▸ Required action A
Copy the stretch of the article on shaking out the body from "I was recently" through "do just that.", swapping "beach" for "lake".
▸ Required action B
Pick up the article on shaking out the body after its last sentence and carry it forward.

Healthy Mind

I Tried Shaking Out My Body for a Month To Release Stress and Trauma—Here’s What Happened

Photo: Stocksy / Lucas Ottone
Most people will experience trauma, with The National Council for Mental Well-Being revealing that 70 percent of adults have experienced at least one traumatic event in their lives. While most will recover after short-lived symptoms like shock and distress, others will face longer-term effects such as PTSD. “When we complete the stress cycle, the stress hormones activated in our system eventually settle,” says Madeline Lucas, LCSW, a clinical content manager and therapist at Real. “However, after experiencing trauma, this re-regulating may not happen, which keeps us stuck in this supercharged fight-or-flight state—as if we’re still in danger.”

I was recently scrolling through TikTok and came across a viral video from Yulia Rose, a Tantric coach. The clip saw her shaking out her body while at the beach, while she explained how just five minutes of daily shaking could help heal stored trauma. So for the past month, I’ve taken it upon myself to do just that.

Can shaking really release stress and trauma?

I am someone with stored trauma. For as long as I can remember, I’ve struggled to process and express my emotions. (I’m also a Capricorn, if that helps paint a better picture.) I was quite intimidated before I started this experiment. Was it just another TikTok craze or was I actually going to feel a difference? According to Lucas and certified life coach Alyssa Herrmann, shaking out your body is no gimmick.

“Shaking your body to release stress and/or trauma is commonly referred to as somatic therapy,” explains Herrmann. “The saying of ‘shake it off’ actually holds so much power as it regulates your nervous system. [It] releases any built-up adrenaline, suppresses/oppresses emotions, and connects you to your body while decompressing your mind.”

Lucas describes our trauma and stress as something that clogs up our system. “This charged fight-or-flight energy gets locked up and keeps us stuck on high alert,” she says. “ Shaking out the body allows us to unclog some of that stored energy by completing the stress response and discharging that energy. Engaging our bodies physically through intentionally shaking, tapping, and stretching activates our parasympathetic nervous system and communicates that we are safe and the danger has passed.”

At first, I felt stupid

The first day I tried shaking out my body, I didn’t even know how to move. Five minutes felt like a lifetime. Was I meant to wiggle, jump, stretch, or do the robot? I had no idea. My ego and subconscious quickly got the better of me, and I felt ridiculous, which added to my stress.

▸ Data extracts
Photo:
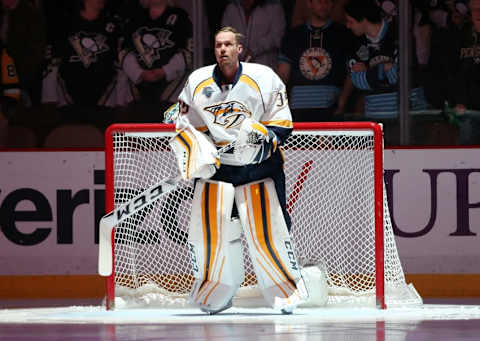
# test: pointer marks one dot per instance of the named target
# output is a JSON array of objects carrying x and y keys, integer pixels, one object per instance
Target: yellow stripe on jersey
[
  {"x": 263, "y": 228},
  {"x": 202, "y": 129},
  {"x": 212, "y": 231},
  {"x": 261, "y": 128},
  {"x": 9, "y": 77},
  {"x": 202, "y": 84},
  {"x": 246, "y": 79},
  {"x": 278, "y": 123}
]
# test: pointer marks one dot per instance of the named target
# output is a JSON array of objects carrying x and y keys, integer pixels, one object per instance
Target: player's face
[
  {"x": 154, "y": 3},
  {"x": 321, "y": 8},
  {"x": 475, "y": 9},
  {"x": 227, "y": 49},
  {"x": 355, "y": 26}
]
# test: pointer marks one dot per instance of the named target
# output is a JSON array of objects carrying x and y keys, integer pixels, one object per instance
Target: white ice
[{"x": 98, "y": 314}]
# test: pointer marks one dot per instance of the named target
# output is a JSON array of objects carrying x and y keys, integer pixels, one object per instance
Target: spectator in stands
[
  {"x": 301, "y": 12},
  {"x": 313, "y": 62},
  {"x": 262, "y": 22},
  {"x": 465, "y": 68},
  {"x": 435, "y": 23},
  {"x": 374, "y": 63},
  {"x": 82, "y": 77},
  {"x": 23, "y": 33},
  {"x": 158, "y": 55},
  {"x": 10, "y": 93}
]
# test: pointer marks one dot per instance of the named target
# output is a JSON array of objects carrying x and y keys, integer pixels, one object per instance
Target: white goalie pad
[
  {"x": 196, "y": 155},
  {"x": 269, "y": 244},
  {"x": 215, "y": 246}
]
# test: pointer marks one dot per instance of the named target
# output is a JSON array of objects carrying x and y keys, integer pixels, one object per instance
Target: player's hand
[
  {"x": 359, "y": 67},
  {"x": 460, "y": 109},
  {"x": 255, "y": 142}
]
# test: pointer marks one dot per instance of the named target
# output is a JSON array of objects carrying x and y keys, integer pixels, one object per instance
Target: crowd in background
[{"x": 91, "y": 63}]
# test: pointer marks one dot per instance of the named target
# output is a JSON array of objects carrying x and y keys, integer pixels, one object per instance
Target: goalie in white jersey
[{"x": 241, "y": 191}]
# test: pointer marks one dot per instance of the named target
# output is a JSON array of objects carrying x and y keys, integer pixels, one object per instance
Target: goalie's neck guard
[{"x": 220, "y": 79}]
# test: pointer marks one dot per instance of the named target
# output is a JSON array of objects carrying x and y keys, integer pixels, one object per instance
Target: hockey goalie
[{"x": 240, "y": 192}]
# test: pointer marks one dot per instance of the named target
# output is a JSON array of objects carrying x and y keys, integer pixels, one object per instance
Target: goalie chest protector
[{"x": 257, "y": 92}]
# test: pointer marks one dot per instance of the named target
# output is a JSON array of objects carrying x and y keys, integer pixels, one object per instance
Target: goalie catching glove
[
  {"x": 255, "y": 143},
  {"x": 196, "y": 155}
]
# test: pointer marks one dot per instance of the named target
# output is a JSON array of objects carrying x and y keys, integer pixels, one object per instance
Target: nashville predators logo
[
  {"x": 230, "y": 114},
  {"x": 315, "y": 63}
]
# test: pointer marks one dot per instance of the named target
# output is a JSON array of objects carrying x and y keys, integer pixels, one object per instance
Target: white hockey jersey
[{"x": 219, "y": 109}]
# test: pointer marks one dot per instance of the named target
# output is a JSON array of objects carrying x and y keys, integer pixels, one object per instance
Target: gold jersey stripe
[
  {"x": 203, "y": 84},
  {"x": 247, "y": 80},
  {"x": 278, "y": 123}
]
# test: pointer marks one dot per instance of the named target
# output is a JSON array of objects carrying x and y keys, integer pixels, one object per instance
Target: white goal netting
[{"x": 330, "y": 181}]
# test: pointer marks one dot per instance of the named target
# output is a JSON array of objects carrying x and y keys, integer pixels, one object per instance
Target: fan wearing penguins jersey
[
  {"x": 82, "y": 73},
  {"x": 158, "y": 56},
  {"x": 244, "y": 103},
  {"x": 374, "y": 64}
]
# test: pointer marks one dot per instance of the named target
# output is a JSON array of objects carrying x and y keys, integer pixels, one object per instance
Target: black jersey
[
  {"x": 87, "y": 51},
  {"x": 374, "y": 53},
  {"x": 466, "y": 68},
  {"x": 379, "y": 83},
  {"x": 155, "y": 42}
]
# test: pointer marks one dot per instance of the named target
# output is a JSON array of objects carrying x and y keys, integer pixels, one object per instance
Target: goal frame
[{"x": 375, "y": 128}]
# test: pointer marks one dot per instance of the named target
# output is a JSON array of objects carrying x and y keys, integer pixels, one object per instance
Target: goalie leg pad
[
  {"x": 269, "y": 244},
  {"x": 215, "y": 246}
]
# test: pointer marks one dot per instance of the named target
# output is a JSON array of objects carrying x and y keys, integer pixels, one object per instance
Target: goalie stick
[{"x": 139, "y": 202}]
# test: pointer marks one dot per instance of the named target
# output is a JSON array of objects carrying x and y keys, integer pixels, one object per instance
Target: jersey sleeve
[
  {"x": 188, "y": 113},
  {"x": 277, "y": 116}
]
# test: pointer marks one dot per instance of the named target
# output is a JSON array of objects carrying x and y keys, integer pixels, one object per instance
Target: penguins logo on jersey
[
  {"x": 87, "y": 47},
  {"x": 230, "y": 114},
  {"x": 315, "y": 63},
  {"x": 150, "y": 41}
]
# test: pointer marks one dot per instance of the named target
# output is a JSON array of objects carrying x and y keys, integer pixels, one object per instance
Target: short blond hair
[{"x": 238, "y": 36}]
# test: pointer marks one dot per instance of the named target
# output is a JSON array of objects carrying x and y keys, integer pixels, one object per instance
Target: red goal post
[{"x": 343, "y": 157}]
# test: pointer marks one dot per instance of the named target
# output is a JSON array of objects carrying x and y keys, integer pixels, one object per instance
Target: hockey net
[{"x": 335, "y": 196}]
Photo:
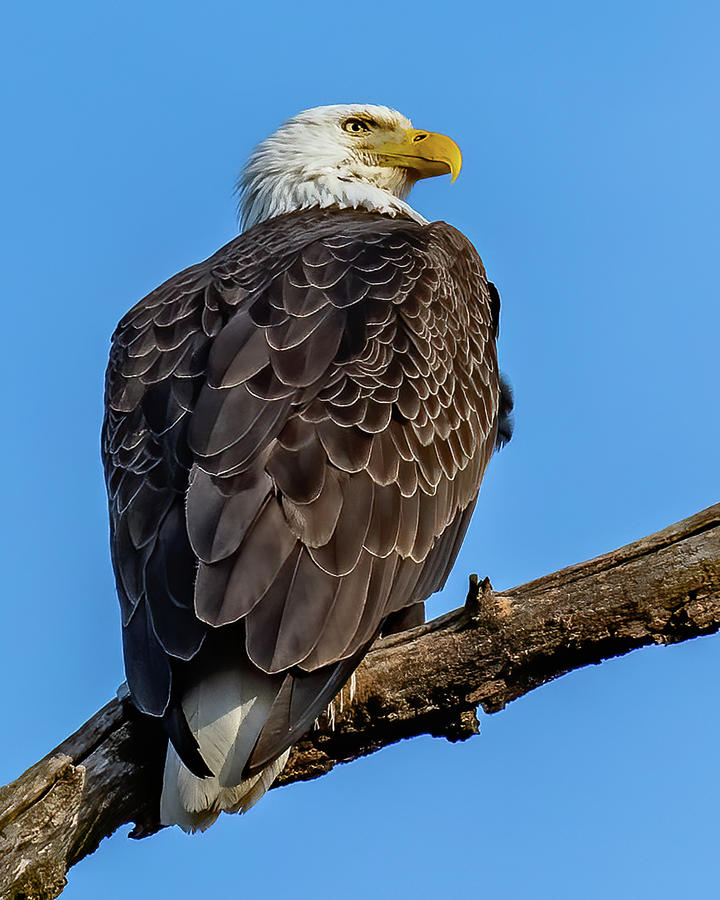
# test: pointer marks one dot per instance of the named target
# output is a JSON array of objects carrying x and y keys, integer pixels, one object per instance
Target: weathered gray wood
[{"x": 662, "y": 589}]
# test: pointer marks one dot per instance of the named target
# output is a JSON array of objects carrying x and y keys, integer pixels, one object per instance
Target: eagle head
[{"x": 349, "y": 156}]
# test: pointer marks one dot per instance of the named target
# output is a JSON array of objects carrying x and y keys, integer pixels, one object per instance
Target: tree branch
[{"x": 430, "y": 680}]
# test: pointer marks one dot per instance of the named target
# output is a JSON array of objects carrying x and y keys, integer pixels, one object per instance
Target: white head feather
[{"x": 311, "y": 161}]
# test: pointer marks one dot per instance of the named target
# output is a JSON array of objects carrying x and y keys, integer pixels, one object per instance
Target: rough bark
[{"x": 430, "y": 680}]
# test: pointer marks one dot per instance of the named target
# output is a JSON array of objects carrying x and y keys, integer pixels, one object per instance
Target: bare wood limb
[{"x": 662, "y": 589}]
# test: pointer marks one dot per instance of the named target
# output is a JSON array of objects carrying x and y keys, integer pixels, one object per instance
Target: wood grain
[{"x": 430, "y": 680}]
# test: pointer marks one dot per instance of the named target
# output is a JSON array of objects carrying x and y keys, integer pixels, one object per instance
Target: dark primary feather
[{"x": 295, "y": 434}]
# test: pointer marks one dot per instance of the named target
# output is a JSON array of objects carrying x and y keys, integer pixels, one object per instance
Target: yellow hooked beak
[{"x": 426, "y": 154}]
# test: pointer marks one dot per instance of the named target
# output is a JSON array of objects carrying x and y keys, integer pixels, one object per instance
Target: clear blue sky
[{"x": 590, "y": 136}]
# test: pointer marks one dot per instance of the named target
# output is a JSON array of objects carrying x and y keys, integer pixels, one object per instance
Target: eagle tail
[{"x": 225, "y": 711}]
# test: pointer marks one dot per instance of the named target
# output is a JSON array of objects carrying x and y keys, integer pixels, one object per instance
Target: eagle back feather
[{"x": 296, "y": 430}]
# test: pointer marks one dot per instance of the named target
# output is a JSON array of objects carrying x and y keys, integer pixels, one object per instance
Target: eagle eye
[{"x": 355, "y": 126}]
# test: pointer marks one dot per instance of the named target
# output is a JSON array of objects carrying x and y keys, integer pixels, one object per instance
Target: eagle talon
[{"x": 479, "y": 594}]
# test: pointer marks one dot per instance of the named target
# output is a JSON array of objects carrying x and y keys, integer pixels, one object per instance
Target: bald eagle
[{"x": 294, "y": 438}]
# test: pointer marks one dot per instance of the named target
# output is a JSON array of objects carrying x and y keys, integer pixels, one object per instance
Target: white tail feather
[{"x": 225, "y": 712}]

▸ Written reply A
I was recently scrolling through TikTok and came across a viral video from Yulia Rose, a Tantric coach. The clip saw her shaking out her body while at the lake, while she explained how just five minutes of daily shaking could help heal stored trauma. So for the past month, I’ve taken it upon myself to do just that.

▸ Written reply B
Taking a step back to reevaluate, I put on some music and had a dance party, focusing on shaking. It was much more my speed. The more I thought about it, the more it made sense. When I dance, I feel so happy, relaxed, and energized as it regulates my nervous system. Shaking does just that.

“Stress and trauma up-regulate the body’s automatic nervous system, which causes an increase in adrenaline, cortisol, heart rate, and blood pressure,” says Herrmann. The life coach, who recently shared a video on how to do it, added, “Shaking out the body helps to bring you back to the present moment, which is where you can connect to your breath and body, and find safety in the now.”

As I knew I was testing this for a month, the idea of daily shaking quickly became something on my to-do list. It was scheduled in my calendar, and while I felt fine at the time, it still felt like a chore. But a few days in, I had a morning where my anxiety was peaking high. I had tried my usual anxiety-relief exercises, but nothing was working, so I tried moving up my 3 p.m. shaking appointment to that moment. It worked. Even though I was moving about like a cardio workout, my heart palpitations decreased, my body started to reset, and my anxiety slowly drifted away. I was shocked and immediately converted.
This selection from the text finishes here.